Objective ::
Reproduce every record below exactly as it appears.

Dataset extract ::
•••
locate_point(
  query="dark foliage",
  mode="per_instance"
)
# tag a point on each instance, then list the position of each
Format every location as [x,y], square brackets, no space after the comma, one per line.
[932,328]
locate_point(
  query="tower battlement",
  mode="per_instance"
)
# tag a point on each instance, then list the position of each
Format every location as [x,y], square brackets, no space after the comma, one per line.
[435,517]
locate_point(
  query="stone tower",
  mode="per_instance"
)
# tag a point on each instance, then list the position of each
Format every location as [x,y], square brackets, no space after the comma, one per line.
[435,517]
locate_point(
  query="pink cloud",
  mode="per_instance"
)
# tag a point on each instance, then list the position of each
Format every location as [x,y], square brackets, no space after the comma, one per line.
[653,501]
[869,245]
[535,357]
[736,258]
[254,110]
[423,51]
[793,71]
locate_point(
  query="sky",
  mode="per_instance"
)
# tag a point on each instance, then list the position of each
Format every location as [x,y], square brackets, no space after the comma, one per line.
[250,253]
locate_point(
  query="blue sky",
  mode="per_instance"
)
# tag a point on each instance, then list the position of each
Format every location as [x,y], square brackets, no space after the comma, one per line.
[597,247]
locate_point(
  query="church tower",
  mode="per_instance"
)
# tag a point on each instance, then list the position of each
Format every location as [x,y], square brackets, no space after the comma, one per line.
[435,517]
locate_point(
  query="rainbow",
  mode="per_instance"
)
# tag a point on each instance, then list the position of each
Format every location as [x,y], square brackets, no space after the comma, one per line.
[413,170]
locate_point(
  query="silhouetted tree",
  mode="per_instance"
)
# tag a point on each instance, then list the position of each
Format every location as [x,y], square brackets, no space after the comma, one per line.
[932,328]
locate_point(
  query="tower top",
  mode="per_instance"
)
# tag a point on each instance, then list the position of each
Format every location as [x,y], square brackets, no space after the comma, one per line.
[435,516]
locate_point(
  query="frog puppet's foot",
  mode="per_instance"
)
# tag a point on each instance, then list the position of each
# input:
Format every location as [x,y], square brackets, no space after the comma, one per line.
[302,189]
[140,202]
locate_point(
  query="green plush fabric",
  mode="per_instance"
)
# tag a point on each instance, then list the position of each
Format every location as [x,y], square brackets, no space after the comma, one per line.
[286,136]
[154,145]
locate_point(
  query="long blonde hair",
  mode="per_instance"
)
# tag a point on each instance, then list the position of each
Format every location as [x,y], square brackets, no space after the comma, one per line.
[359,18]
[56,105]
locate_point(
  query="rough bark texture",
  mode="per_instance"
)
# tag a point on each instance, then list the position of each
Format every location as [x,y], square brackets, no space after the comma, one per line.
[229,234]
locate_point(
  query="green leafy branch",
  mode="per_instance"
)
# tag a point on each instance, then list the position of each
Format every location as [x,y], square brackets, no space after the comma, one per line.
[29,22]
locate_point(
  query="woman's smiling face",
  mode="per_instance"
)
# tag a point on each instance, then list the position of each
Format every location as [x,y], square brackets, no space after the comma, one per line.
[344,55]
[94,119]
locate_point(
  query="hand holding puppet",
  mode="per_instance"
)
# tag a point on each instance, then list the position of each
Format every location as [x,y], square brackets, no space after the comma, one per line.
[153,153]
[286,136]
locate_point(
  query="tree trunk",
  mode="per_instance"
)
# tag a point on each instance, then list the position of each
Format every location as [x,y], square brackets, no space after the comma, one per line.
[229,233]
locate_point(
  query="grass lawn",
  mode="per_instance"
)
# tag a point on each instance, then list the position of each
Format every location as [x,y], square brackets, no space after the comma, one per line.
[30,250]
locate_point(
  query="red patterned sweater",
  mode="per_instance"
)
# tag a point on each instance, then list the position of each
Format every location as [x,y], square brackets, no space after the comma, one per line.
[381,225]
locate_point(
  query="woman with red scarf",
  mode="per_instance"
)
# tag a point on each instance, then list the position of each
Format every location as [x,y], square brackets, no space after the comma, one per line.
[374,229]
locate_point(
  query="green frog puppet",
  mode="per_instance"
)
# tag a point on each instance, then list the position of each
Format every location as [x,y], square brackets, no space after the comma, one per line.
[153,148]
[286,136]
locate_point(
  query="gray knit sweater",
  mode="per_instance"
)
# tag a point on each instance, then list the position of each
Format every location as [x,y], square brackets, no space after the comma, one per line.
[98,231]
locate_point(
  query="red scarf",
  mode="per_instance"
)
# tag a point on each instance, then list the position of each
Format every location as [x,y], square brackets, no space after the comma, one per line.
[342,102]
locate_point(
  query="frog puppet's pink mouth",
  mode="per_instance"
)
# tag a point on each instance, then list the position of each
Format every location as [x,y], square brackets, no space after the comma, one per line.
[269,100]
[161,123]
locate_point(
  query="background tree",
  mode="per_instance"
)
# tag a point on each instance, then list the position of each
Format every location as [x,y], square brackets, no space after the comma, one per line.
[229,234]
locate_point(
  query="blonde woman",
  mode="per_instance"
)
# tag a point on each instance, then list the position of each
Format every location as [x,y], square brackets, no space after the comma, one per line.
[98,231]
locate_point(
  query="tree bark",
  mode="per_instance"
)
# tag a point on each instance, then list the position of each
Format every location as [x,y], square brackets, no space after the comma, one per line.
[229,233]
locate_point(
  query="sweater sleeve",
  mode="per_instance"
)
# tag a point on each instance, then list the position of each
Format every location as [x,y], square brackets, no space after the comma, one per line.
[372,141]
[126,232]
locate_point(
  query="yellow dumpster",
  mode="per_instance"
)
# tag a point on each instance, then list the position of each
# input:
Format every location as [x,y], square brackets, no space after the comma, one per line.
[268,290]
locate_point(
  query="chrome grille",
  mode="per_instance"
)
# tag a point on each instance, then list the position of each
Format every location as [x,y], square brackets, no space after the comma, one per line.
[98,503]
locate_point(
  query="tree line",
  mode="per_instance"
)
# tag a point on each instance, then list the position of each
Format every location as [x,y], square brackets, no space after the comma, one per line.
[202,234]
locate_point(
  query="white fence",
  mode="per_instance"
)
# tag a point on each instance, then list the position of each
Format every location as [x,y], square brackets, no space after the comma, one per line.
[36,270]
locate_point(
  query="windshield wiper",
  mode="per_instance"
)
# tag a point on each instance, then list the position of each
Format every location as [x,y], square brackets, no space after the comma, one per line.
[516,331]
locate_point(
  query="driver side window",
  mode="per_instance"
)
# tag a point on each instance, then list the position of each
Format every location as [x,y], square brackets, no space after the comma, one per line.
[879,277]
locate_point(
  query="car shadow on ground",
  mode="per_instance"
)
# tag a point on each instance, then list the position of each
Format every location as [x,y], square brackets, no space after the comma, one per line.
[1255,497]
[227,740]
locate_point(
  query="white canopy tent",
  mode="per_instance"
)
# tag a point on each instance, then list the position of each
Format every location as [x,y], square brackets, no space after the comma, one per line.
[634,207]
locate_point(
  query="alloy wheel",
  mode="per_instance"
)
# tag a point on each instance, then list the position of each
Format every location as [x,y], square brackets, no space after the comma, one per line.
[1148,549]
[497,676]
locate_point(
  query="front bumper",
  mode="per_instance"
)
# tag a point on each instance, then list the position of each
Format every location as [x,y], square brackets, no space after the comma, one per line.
•••
Written solution ::
locate_point(
  query="dark foliage",
  mode="per_instance"
)
# tag a point on each instance, then list the position of each
Format every location as [x,y], square brackets, no space after the comma, one per line.
[932,328]
locate_point(
  query="tower battlement",
  mode="per_instance"
)
# tag a point on each instance, then list the position of each
Format every location as [x,y], square brackets, no space after the comma, one per line.
[435,517]
locate_point(
  query="stone tower",
  mode="per_instance"
)
# tag a point on each instance, then list the position of each
Format every location as [x,y], square brackets, no space after the comma, one per line.
[435,517]
locate_point(
  query="pink cloud",
  mode="per_instance"
)
# tag a point on each instance, then list the position of each
Format every location as [x,y], square brackets, no space after the comma, one per line.
[653,501]
[869,245]
[535,357]
[736,258]
[254,110]
[423,51]
[793,71]
locate_point(
  query="sky",
  mode="per_instance"
)
# tag a point on each instance, then list the position of each
Format every location as [x,y], square brackets, no space after the comma, one per line.
[250,253]
locate_point(
  query="blue sky",
  mode="per_instance"
)
# tag a point on each instance, then list the position of each
Format every location as [x,y], square brackets, no space after the comma, one per line.
[597,247]
locate_point(
  query="church tower",
  mode="per_instance"
)
# tag a point on each instance, then list the position of each
Format every location as [x,y], square brackets, no space after the comma, one per line.
[435,517]
locate_point(
  query="rainbow",
  mode="per_instance"
)
# tag a point on each instance, then list the position of each
Format every location as [x,y], square brackets, no space after the comma, one per line.
[413,170]
locate_point(
  query="silhouetted tree",
  mode="per_instance"
)
# tag a point on each instance, then list the position of each
Format every location as [x,y], square brackets, no space after the comma, one per line.
[932,328]
locate_point(
  query="tower top",
  mode="per_instance"
)
# tag a point on each instance, then list the position of each
Format every location as [x,y], square brackets, no space after the comma, one per line.
[435,516]
locate_point(
  query="frog puppet's foot",
  mode="per_instance"
)
# tag a point on each instance, then list the position of each
# input:
Format every location as [x,y], square brackets, no space after the comma, one per line.
[302,189]
[140,202]
locate_point(
  query="green plush fabric",
  mode="per_instance"
)
# tag a point on each instance, then list the position of each
Format every location as [x,y], square brackets, no space after the comma, one per line.
[286,136]
[154,145]
locate_point(
  query="long blonde hair",
  mode="per_instance"
)
# tag a point on each instance, then list the position of each
Format every location as [x,y], square brackets, no space after the comma, one per line.
[359,18]
[56,105]
locate_point(
  query="rough bark texture",
  mode="per_instance"
)
# tag a point on each instance, then list the position of each
Format every location as [x,y], square brackets, no space after the comma, one per line.
[229,234]
locate_point(
  query="green leafy branch",
  mode="per_instance"
)
# tag a point on each instance, then list the position of each
Format every location as [x,y], square brackets, no space after the comma, one per line.
[29,22]
locate_point(
  query="woman's smiling face",
  mode="per_instance"
)
# tag a point on each instance, then list the position of each
Format every location as [x,y], square brackets, no space after the comma, one per line.
[344,55]
[94,119]
locate_point(
  query="hand holding puppet",
  mode="per_instance"
)
# tag a point on each instance, then list the position of each
Format every location as [x,y], square brackets, no space after the comma, one per line.
[153,153]
[286,136]
locate_point(
  query="tree trunk",
  mode="per_instance"
)
# tag a point on each instance, then list the position of each
Format every location as [x,y], square brackets, no space after the comma, one per line.
[229,233]
locate_point(
  query="grass lawn",
  mode="per_instance"
)
# tag a point on each instance, then list the position of each
Format every location as [x,y], square brackets, no space after the comma, one per line.
[30,250]
locate_point(
  query="red patterned sweater",
  mode="per_instance"
)
# tag a point on each instance, then list the position of each
Format every location as [x,y], square brackets, no space after the comma, one per line.
[381,225]
locate_point(
  query="woman with red scarf",
  mode="per_instance"
)
# tag a point on each instance, then list the position of each
Format every location as [x,y], square brackets, no space after the comma, one per line.
[374,229]
locate_point(
  query="green frog puppet",
  mode="per_instance"
)
# tag a point on each instance, then list the position of each
Format every location as [x,y], square brackets, no space after the comma, one per line.
[153,148]
[286,136]
locate_point(
  query="gray knit sweater",
  mode="per_instance"
)
# tag a point on each instance, then list the position of each
Format every location as [x,y], square brackets, no space after the comma, one per line.
[98,231]
locate_point(
  query="red scarf",
  mode="per_instance"
)
# tag a point on each instance, then list the position of each
Format every location as [x,y], square brackets, no space after the comma, one per line.
[342,102]
locate_point(
  query="frog puppet's pink mouth",
  mode="per_instance"
)
# tag a point on each instance, then list the position of each
Format every location as [x,y], square brackets, no space after the comma, one per line.
[269,100]
[161,123]
locate_point(
  query="background tree",
  mode="per_instance"
)
# tag a point on each instance, then list the position of each
Format every location as [x,y], square brackets, no space after the comma, one per line.
[229,234]
locate_point(
  query="blonde woman",
  mode="per_instance"
)
# tag a point on each instance, then list the position of each
Format every location as [x,y], square brackets, no space after the comma, one per line.
[98,231]
locate_point(
  query="tree bark",
  mode="per_instance"
)
# tag a point on each instance, then list the position of each
Format every location as [x,y], square brackets, no space after the comma, one per line.
[229,233]
locate_point(
  query="sweater sleeve",
  mode="per_instance"
)
# tag a point on each instance, then list the position of each
Format every location as [x,y], square brackets, no space after the comma, one per line.
[372,141]
[126,232]
locate_point(
  query="yellow dumpster",
  mode="per_instance"
)
# tag a point on each instance, then list the position of each
# input:
Format every location as [x,y], square brackets, no space after the comma, one per line.
[268,290]
locate_point(
  query="chrome grille",
  mode="per_instance"
)
# tag a point on each instance, then list the position of each
Format every location as [x,y], square brackets, no space after the comma, one per line.
[98,503]
locate_point(
  query="tree line",
  mode="per_instance"
)
# tag a point on each instance, then list the position of each
Format every location as [x,y], square brackets, no space after the comma, one per line.
[202,234]
locate_point(
  query="white fence",
  mode="per_instance"
)
# tag a point on each instance, then list the position of each
Format every location as [x,y], square brackets, no space after the comma, one per line.
[36,270]
locate_point(
  query="windshield wiper",
  mode="per_instance"
)
# tag a point on each instance, then list the position of each
Format every location as [x,y], square brackets, no space after the comma, one per line.
[516,331]
locate_point(
  query="driver side window",
  mode="per_instance"
)
# tag a point on each instance, then list the position of each
Format every location as [x,y], square brackets, no space after the comma, one per line.
[879,277]
locate_point(
  query="car shadow on ground",
  mode="per_instance"
)
# tag a point on each instance, then list the position of each
Format every location as [x,y], square brackets, no space after the comma, one per line.
[1255,497]
[227,740]
locate_point(
  query="white canopy tent",
  mode="per_instance"
)
# tag a point on each instance, then list the position of each
Format every location as [x,y], square brackets, no space after the comma, one per line.
[634,207]
locate_point(
  query="alloy wheel",
  mode="per_instance"
)
# tag a point on each instance, then list the position of each
Format every location as [x,y], square brackets, no space after the comma, one per line.
[1148,549]
[497,676]
locate_point(
  query="front bumper",
  mode="per_instance"
)
# tag a point on each instance, then list the position of each
Format every location as [x,y], square brackets, no space after the comma, one per line.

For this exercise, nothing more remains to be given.